Take the part of the entries that opens with the line containing "Where can the backpack be seen here?" and closes with the line containing "x=136, y=170", and write out only those lines again. In them, rename "backpack" to "knapsack" and leave everything else unchanged.

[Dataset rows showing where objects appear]
▼▼▼

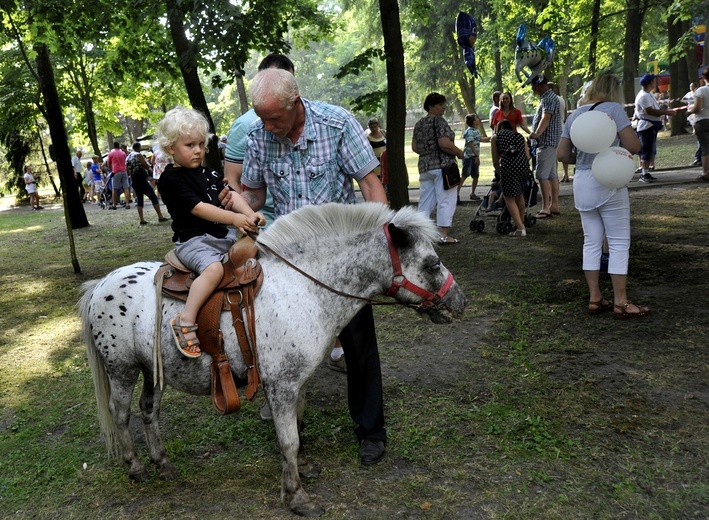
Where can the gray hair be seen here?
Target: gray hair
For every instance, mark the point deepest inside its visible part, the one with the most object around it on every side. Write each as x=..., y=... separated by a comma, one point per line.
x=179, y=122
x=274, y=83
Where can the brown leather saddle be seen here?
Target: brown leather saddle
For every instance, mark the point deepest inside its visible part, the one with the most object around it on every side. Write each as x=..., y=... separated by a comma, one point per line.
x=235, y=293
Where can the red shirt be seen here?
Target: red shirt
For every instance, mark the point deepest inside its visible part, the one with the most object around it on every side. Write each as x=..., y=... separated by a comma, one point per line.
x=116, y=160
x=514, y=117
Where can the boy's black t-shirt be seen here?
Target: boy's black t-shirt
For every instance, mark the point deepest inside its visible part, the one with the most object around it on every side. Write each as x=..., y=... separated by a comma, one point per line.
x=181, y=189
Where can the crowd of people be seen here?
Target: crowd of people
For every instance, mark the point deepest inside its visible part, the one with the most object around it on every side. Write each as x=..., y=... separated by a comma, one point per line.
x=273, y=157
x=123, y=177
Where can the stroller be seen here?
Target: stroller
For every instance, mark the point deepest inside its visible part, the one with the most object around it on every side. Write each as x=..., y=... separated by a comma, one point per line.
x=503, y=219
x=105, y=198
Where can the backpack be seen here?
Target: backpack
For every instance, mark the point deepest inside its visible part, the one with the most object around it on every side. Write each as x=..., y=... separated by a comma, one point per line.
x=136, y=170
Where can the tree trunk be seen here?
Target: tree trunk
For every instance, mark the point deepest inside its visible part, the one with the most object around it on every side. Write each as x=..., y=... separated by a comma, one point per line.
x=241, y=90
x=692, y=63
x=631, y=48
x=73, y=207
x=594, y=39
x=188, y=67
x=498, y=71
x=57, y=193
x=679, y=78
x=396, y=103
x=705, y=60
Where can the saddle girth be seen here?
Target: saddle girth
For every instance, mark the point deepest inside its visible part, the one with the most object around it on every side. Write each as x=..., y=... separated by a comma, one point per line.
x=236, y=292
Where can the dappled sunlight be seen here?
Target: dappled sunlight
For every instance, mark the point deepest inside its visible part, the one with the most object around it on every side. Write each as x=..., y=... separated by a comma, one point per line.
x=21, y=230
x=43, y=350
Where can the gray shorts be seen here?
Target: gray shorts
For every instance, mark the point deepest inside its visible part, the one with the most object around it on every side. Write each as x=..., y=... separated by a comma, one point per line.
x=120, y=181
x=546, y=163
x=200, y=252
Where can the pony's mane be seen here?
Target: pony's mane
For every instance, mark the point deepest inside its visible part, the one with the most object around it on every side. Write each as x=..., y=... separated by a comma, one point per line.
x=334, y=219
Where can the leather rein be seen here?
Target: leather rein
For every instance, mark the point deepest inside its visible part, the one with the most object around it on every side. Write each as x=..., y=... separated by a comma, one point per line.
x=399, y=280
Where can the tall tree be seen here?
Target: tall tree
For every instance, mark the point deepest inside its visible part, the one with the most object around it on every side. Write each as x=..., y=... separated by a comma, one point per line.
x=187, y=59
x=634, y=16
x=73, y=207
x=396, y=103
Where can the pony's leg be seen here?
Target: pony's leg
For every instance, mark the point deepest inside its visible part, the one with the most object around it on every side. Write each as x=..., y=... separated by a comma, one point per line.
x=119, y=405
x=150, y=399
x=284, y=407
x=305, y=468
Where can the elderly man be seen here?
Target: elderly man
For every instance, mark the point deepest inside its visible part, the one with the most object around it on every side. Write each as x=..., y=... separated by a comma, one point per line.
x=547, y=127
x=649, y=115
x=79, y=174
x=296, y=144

▲▲▲

Exercise response:
Where can the knapsack be seen here?
Target: knapsack
For every instance, mark the point deepest inside its visible part, the one with the most object around it on every side. Write each as x=..., y=... separated by a comma, one point per line.
x=136, y=170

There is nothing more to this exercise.